- **Work required**:
Each line of the listing that includes the string "cuff" is to be identified and copied.
-------- Data --------
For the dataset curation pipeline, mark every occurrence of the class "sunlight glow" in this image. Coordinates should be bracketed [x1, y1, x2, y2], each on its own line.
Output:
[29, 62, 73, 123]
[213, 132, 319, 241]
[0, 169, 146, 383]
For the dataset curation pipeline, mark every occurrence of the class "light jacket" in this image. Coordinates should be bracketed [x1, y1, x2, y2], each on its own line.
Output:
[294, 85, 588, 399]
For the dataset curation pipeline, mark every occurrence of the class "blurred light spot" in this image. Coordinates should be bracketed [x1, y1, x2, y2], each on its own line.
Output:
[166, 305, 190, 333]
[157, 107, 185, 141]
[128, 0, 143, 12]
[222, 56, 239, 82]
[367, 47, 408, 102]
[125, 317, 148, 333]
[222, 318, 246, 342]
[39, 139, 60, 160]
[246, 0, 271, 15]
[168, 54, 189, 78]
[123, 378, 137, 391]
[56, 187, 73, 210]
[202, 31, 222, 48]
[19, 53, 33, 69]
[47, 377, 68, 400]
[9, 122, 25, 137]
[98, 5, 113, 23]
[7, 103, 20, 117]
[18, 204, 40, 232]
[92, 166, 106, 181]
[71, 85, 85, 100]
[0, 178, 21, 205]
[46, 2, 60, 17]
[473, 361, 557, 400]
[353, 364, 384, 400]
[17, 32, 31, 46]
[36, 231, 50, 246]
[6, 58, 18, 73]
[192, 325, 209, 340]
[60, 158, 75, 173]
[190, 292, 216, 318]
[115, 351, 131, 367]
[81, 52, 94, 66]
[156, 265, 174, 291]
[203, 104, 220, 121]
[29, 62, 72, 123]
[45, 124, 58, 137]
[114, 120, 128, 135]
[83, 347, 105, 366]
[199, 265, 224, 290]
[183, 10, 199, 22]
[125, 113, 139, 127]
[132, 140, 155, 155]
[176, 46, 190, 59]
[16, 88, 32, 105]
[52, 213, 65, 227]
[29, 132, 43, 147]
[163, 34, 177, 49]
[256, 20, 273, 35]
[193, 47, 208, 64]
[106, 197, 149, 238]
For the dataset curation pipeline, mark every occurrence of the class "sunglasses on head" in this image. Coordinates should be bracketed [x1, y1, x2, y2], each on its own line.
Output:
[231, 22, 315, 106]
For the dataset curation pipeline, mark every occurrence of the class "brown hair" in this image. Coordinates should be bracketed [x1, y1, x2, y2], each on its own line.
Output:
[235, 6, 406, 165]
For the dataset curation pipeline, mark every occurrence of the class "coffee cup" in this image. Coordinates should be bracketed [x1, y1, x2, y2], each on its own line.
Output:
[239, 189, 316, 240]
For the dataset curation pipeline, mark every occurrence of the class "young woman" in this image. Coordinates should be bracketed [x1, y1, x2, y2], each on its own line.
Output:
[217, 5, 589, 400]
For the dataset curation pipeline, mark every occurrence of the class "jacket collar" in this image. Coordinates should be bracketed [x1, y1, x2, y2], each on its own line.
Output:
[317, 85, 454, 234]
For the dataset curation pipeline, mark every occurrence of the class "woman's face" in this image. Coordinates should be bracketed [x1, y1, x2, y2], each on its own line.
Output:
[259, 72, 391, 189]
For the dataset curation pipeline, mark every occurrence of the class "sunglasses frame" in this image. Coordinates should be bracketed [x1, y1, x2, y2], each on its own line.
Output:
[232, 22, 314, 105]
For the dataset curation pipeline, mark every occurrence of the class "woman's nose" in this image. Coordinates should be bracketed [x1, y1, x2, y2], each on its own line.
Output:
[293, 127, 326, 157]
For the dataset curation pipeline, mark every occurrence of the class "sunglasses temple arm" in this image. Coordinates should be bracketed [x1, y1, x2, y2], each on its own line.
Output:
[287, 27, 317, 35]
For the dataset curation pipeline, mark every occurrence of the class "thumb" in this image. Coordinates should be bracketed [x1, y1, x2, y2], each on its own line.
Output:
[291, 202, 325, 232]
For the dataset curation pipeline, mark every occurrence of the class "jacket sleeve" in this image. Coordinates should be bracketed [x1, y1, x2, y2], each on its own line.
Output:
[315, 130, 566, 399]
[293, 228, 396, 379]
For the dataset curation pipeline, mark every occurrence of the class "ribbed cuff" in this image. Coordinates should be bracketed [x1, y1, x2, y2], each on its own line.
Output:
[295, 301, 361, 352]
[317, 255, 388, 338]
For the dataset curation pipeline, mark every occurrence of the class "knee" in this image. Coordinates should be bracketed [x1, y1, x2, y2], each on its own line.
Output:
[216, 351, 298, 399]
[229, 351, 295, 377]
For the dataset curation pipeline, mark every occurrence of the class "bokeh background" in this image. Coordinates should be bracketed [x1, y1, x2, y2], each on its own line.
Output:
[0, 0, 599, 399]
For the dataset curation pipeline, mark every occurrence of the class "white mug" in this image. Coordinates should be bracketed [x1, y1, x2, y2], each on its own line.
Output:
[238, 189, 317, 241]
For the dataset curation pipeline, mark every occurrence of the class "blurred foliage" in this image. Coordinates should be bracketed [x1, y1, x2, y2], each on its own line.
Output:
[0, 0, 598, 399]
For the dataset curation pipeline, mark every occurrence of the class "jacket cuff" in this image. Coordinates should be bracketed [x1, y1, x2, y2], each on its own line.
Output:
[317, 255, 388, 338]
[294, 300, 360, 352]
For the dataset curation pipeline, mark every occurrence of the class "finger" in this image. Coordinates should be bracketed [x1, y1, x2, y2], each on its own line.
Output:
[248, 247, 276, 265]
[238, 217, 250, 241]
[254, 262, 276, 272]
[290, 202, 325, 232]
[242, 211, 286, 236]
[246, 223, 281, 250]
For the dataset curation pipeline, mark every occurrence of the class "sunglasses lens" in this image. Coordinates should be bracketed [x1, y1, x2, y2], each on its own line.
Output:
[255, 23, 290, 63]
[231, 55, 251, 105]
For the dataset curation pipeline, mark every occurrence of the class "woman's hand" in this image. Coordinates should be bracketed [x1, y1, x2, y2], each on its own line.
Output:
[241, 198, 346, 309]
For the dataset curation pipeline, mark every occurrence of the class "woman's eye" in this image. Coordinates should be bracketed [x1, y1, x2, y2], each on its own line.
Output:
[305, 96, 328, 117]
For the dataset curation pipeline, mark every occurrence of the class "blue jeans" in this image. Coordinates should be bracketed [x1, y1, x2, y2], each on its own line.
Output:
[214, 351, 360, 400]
--------
- **Expected answer**:
For the dataset curation pipeline, mark every occurrence of the class "ribbed cuff" in this image. Coordinates should be bracketed [x1, y1, x2, y2], each on its own line.
For the dataset curation pipeline, mark every occurrence of the class "jacket cuff" in this image. Coordinates should be bracketed [x1, y1, x2, y2], each on its own line.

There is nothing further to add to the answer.